**SUPPLIED MATERIAL:**
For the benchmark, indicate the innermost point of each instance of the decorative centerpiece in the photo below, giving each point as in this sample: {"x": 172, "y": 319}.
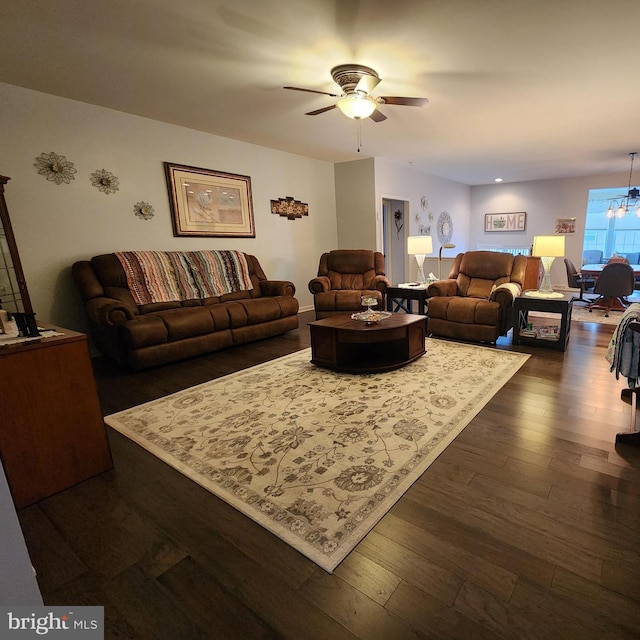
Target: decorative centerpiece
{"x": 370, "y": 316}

...

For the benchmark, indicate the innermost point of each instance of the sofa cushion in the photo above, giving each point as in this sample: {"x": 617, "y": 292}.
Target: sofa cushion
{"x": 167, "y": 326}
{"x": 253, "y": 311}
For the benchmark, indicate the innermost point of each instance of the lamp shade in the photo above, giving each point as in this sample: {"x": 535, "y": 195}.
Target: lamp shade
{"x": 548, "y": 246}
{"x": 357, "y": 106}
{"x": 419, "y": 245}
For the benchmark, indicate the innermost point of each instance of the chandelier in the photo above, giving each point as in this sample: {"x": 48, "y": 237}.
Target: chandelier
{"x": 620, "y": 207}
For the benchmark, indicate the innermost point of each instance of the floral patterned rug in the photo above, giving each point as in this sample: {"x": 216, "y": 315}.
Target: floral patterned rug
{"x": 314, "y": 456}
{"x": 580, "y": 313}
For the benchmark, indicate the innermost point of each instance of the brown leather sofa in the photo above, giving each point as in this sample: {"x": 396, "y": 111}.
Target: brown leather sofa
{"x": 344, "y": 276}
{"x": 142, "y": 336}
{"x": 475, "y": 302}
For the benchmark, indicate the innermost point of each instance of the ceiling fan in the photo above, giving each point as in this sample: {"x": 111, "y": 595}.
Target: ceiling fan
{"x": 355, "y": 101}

**SET TASK:**
Pull out every line in the rows above that contains the word "brown", and copy each one in full.

**SOLUTION:**
For the benchmark, indicate the innermost point of each instance of the brown leather sofa in the photo above, giving each point as in this sample: {"x": 396, "y": 111}.
Target: brown leather sofa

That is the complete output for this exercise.